• 과제 내용
아래 행 가운데 "Target: high-rise building" 문구가 들어 있는 행부터 "[(598, 151), (507, 159), (323, 176)]" 문구가 들어 있는 행까지, 양 끝 행을 포함하여 그대로 옮겨 적으시오.

--- 제공된 행 ---

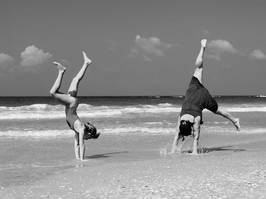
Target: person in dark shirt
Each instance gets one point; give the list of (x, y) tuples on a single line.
[(83, 131), (197, 98)]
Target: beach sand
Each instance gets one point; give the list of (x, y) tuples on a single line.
[(130, 166)]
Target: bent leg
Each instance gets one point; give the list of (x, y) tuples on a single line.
[(62, 98), (199, 61), (75, 82), (227, 115)]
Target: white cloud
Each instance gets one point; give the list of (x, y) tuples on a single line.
[(147, 47), (32, 57), (218, 47), (6, 63), (221, 46), (258, 54)]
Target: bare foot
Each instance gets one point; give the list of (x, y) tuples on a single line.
[(86, 59), (237, 124), (59, 66), (204, 43)]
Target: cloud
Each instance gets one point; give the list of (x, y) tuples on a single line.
[(219, 47), (147, 47), (257, 54), (6, 63), (32, 57)]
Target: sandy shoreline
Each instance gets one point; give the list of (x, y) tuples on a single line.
[(141, 172)]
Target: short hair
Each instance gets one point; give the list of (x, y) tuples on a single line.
[(185, 127), (89, 128)]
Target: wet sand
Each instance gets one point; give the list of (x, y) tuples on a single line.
[(231, 166)]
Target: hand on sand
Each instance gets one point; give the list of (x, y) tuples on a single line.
[(194, 153), (59, 66), (204, 43), (86, 59), (237, 124)]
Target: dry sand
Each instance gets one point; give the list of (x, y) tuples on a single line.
[(220, 172)]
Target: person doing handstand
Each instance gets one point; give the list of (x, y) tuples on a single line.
[(83, 131), (196, 99)]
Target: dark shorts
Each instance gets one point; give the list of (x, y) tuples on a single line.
[(73, 93), (197, 98)]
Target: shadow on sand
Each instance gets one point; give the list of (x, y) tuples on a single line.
[(104, 155), (232, 148)]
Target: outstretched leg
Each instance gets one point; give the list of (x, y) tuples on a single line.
[(199, 61), (62, 98), (228, 116), (75, 82)]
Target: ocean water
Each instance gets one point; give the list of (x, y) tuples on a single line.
[(43, 117), (35, 140)]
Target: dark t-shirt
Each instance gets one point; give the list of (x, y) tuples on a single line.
[(197, 98)]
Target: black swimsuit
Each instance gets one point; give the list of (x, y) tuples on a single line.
[(71, 112), (197, 98)]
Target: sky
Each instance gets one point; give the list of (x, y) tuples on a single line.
[(137, 47)]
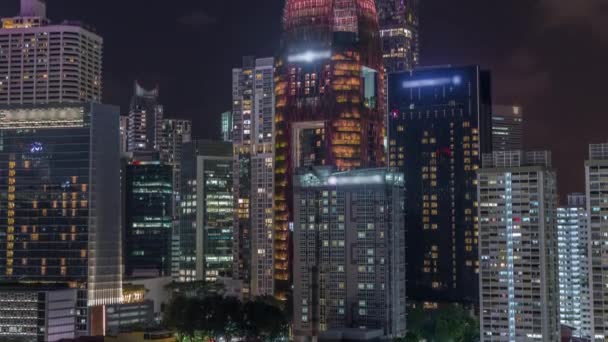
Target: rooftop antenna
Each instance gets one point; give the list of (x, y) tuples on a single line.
[(33, 8)]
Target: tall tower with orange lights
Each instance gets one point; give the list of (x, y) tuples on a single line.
[(329, 101)]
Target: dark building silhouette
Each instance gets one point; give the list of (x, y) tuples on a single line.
[(440, 124)]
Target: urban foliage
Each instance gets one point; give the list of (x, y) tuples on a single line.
[(448, 323), (215, 317)]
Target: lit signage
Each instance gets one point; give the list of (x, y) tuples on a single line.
[(376, 179), (36, 147), (309, 56), (431, 82), (42, 117)]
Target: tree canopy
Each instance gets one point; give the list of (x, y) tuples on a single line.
[(202, 319)]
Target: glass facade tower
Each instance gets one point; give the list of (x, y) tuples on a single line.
[(399, 33), (329, 89), (149, 219), (206, 217), (60, 199), (572, 244), (439, 125)]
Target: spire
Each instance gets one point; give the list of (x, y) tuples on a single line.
[(140, 91), (33, 8)]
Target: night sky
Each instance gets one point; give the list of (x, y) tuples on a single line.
[(549, 56)]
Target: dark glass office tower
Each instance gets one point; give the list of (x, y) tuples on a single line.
[(440, 123), (206, 217), (149, 218), (60, 200)]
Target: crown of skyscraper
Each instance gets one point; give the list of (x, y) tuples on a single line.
[(328, 15)]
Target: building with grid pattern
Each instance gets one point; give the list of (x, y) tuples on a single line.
[(507, 128), (42, 62), (349, 262), (572, 244), (206, 211), (519, 298), (330, 102), (439, 125), (253, 138), (60, 202), (596, 173)]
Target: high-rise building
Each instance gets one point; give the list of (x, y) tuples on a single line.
[(507, 128), (173, 134), (227, 126), (399, 33), (145, 120), (124, 130), (439, 125), (37, 312), (253, 139), (519, 296), (43, 63), (207, 213), (596, 172), (60, 201), (572, 244), (349, 262), (329, 101), (148, 218)]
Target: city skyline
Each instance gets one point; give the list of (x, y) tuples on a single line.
[(357, 188), (527, 68)]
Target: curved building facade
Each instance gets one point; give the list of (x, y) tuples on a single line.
[(329, 101)]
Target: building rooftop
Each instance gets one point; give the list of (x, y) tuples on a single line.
[(598, 151), (507, 159), (323, 176)]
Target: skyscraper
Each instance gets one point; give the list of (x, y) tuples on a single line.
[(349, 262), (41, 62), (253, 138), (60, 201), (145, 120), (507, 128), (173, 134), (329, 101), (596, 173), (124, 129), (227, 126), (148, 218), (37, 312), (399, 33), (518, 247), (207, 213), (572, 244), (439, 125)]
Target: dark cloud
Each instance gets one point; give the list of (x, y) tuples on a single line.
[(592, 14), (196, 20)]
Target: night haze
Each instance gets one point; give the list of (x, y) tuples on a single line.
[(547, 56)]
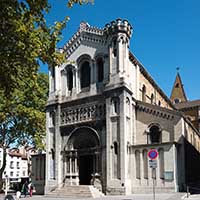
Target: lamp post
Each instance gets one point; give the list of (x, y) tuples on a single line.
[(6, 184)]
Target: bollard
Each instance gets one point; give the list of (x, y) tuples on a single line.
[(9, 197), (187, 191)]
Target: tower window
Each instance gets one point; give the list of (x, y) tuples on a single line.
[(115, 47), (100, 70), (85, 74), (176, 101), (115, 106), (177, 85), (144, 93), (69, 79), (152, 98), (115, 147), (155, 135)]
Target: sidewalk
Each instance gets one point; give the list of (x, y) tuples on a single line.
[(169, 196)]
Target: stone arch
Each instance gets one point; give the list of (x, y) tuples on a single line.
[(82, 155), (83, 137)]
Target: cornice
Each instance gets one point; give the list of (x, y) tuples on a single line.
[(84, 33), (135, 61)]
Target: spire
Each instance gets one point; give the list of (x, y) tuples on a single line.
[(178, 93)]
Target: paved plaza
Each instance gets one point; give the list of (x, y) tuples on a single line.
[(169, 196)]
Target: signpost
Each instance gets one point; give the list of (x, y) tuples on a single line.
[(153, 154)]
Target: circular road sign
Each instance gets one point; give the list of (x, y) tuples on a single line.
[(153, 154)]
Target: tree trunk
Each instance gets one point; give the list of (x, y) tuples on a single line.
[(3, 168)]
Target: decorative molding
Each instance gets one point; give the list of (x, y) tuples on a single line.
[(154, 112), (83, 113)]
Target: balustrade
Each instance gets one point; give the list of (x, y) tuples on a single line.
[(86, 113)]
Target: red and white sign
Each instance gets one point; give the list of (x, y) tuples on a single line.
[(153, 154)]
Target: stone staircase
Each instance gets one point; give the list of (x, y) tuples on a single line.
[(80, 191)]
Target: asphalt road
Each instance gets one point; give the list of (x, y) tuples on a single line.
[(169, 196)]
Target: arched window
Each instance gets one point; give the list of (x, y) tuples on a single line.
[(115, 105), (152, 98), (52, 81), (115, 147), (137, 162), (115, 47), (161, 163), (145, 163), (69, 79), (85, 74), (100, 69), (154, 134), (144, 93), (176, 100)]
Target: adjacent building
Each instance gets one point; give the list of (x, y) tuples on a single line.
[(105, 112)]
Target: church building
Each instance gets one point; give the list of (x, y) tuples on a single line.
[(104, 114)]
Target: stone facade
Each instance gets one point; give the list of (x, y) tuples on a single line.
[(105, 112)]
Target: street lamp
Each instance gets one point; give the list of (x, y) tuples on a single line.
[(6, 184)]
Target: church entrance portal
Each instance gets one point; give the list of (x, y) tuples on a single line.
[(81, 158), (85, 164)]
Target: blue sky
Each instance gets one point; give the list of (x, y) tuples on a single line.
[(166, 35)]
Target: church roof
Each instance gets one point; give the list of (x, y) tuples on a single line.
[(188, 104), (178, 92), (148, 76)]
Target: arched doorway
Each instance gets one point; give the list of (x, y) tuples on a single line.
[(82, 151)]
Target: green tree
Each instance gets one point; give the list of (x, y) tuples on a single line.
[(22, 115)]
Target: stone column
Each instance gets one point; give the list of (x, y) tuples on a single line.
[(93, 77), (70, 168)]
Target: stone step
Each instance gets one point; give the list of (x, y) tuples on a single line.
[(72, 192)]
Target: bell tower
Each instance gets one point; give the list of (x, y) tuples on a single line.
[(118, 33), (178, 93)]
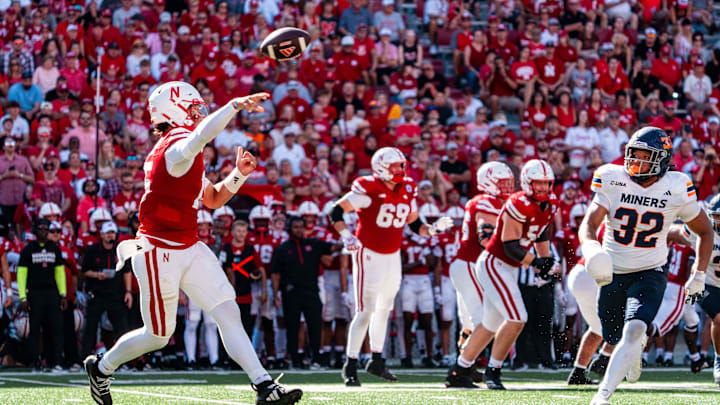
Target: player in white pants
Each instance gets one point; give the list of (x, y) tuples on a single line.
[(192, 321)]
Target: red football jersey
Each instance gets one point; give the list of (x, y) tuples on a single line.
[(168, 208), (534, 220), (470, 248), (381, 223), (416, 249), (678, 271), (264, 244), (448, 246)]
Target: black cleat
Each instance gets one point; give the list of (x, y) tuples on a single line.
[(99, 383), (578, 377), (599, 365), (492, 379), (459, 377), (696, 366), (272, 392), (376, 367), (406, 363), (349, 373)]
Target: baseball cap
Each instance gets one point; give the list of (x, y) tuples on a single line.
[(108, 227)]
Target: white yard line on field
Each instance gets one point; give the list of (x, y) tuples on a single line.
[(124, 391)]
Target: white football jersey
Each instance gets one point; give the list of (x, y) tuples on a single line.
[(639, 218), (712, 274)]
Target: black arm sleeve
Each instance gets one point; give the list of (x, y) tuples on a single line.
[(543, 236), (415, 226), (513, 250), (336, 213)]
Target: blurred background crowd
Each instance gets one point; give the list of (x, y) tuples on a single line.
[(453, 84)]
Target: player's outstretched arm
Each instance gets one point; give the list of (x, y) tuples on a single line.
[(210, 127), (215, 196)]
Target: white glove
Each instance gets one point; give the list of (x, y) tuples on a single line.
[(347, 300), (441, 225), (350, 241), (598, 263), (695, 287)]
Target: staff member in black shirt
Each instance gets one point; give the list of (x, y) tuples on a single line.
[(243, 267), (295, 268), (42, 289), (107, 289)]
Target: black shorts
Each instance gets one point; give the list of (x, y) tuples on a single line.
[(630, 296), (711, 303)]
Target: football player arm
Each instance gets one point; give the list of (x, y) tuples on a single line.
[(700, 225), (510, 236), (185, 150)]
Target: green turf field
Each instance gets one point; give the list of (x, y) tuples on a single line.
[(657, 386)]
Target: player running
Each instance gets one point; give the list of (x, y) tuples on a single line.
[(496, 183), (523, 221), (167, 256), (711, 303), (385, 203), (638, 204)]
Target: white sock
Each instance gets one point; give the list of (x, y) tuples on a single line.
[(626, 352), (212, 341), (378, 330), (463, 362), (190, 336), (356, 333), (494, 363), (130, 346), (236, 341), (280, 343)]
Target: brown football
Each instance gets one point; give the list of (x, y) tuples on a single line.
[(285, 43)]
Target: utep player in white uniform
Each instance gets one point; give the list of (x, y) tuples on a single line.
[(167, 254), (638, 203), (711, 303), (385, 203)]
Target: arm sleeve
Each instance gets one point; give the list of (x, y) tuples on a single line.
[(22, 282), (60, 279), (209, 128)]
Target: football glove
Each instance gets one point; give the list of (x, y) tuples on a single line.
[(695, 287), (598, 263), (543, 265), (441, 225)]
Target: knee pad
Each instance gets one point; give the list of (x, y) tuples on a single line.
[(634, 330)]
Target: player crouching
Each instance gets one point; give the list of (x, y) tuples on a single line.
[(523, 221)]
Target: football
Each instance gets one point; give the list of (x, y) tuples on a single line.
[(285, 43)]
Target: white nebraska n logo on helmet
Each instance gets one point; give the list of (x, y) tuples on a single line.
[(174, 92)]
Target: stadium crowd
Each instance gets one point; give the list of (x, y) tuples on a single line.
[(444, 81)]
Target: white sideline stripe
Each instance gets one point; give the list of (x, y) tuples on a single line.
[(146, 381), (124, 391)]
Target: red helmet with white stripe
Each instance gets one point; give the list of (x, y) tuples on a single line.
[(537, 171), (177, 104), (496, 178), (388, 164)]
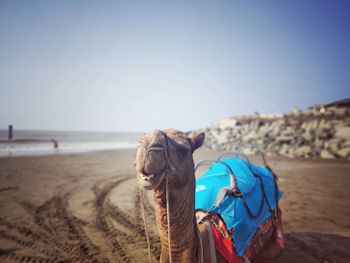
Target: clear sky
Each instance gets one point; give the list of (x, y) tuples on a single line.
[(141, 65)]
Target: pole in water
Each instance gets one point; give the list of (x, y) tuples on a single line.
[(55, 143), (10, 132)]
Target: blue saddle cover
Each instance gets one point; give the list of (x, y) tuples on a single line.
[(232, 209)]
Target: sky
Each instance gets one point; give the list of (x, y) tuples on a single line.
[(144, 65)]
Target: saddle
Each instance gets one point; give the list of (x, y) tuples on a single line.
[(240, 200)]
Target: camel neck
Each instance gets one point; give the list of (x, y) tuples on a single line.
[(183, 227)]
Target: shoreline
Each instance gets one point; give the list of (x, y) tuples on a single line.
[(91, 200)]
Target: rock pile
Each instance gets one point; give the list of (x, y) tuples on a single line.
[(306, 134)]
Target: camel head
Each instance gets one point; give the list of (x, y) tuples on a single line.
[(167, 153)]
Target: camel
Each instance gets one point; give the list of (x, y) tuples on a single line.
[(168, 155)]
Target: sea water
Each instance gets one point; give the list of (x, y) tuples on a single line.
[(30, 142)]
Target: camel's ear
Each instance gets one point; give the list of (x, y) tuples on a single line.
[(197, 140)]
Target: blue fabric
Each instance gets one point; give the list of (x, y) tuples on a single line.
[(231, 209)]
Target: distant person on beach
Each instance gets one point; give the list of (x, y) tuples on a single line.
[(55, 143)]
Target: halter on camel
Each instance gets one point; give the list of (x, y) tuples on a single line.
[(168, 169)]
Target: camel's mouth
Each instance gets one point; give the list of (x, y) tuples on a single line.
[(149, 181)]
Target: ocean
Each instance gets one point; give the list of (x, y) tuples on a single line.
[(31, 142)]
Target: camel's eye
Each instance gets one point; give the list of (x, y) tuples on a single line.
[(181, 151)]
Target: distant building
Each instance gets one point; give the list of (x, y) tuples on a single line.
[(345, 103)]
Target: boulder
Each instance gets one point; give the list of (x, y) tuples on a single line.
[(343, 132), (285, 138), (344, 153), (327, 155)]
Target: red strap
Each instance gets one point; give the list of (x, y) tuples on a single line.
[(224, 246)]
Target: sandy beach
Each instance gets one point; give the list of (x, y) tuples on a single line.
[(86, 208)]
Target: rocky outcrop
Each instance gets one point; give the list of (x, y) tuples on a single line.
[(307, 134)]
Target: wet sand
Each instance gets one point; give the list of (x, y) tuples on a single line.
[(86, 208)]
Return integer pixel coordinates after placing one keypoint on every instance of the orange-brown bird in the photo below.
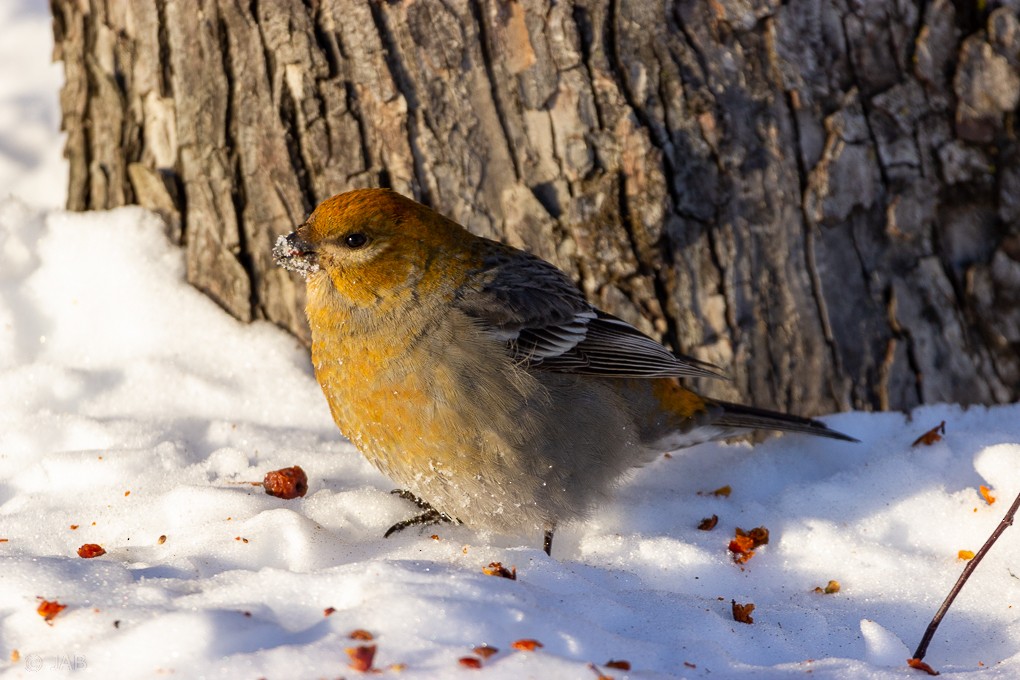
(478, 378)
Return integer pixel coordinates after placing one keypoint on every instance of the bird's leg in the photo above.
(430, 516)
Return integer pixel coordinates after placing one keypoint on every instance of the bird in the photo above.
(478, 377)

---

• 과제 정답
Target: high-rise building
Each instance gets one point; give the list of (x, y) tuples on a single line.
[(507, 128), (173, 134), (227, 126), (399, 33), (145, 120), (124, 130), (439, 125), (37, 312), (253, 139), (519, 296), (43, 63), (207, 213), (596, 172), (60, 201), (572, 244), (349, 262), (329, 101), (148, 218)]
Target: city skyline
Each instance gets one point; give the list of (x, y) tuples on a single line.
[(357, 188), (527, 68)]
Target: curved building facade
Each instance gets one point; give the list of (x, y) tuples on a single line.
[(329, 101)]
Target: building rooftop
Each instance gets one point; give the list of (x, y) tuples on a single line.
[(598, 151), (507, 159), (323, 176)]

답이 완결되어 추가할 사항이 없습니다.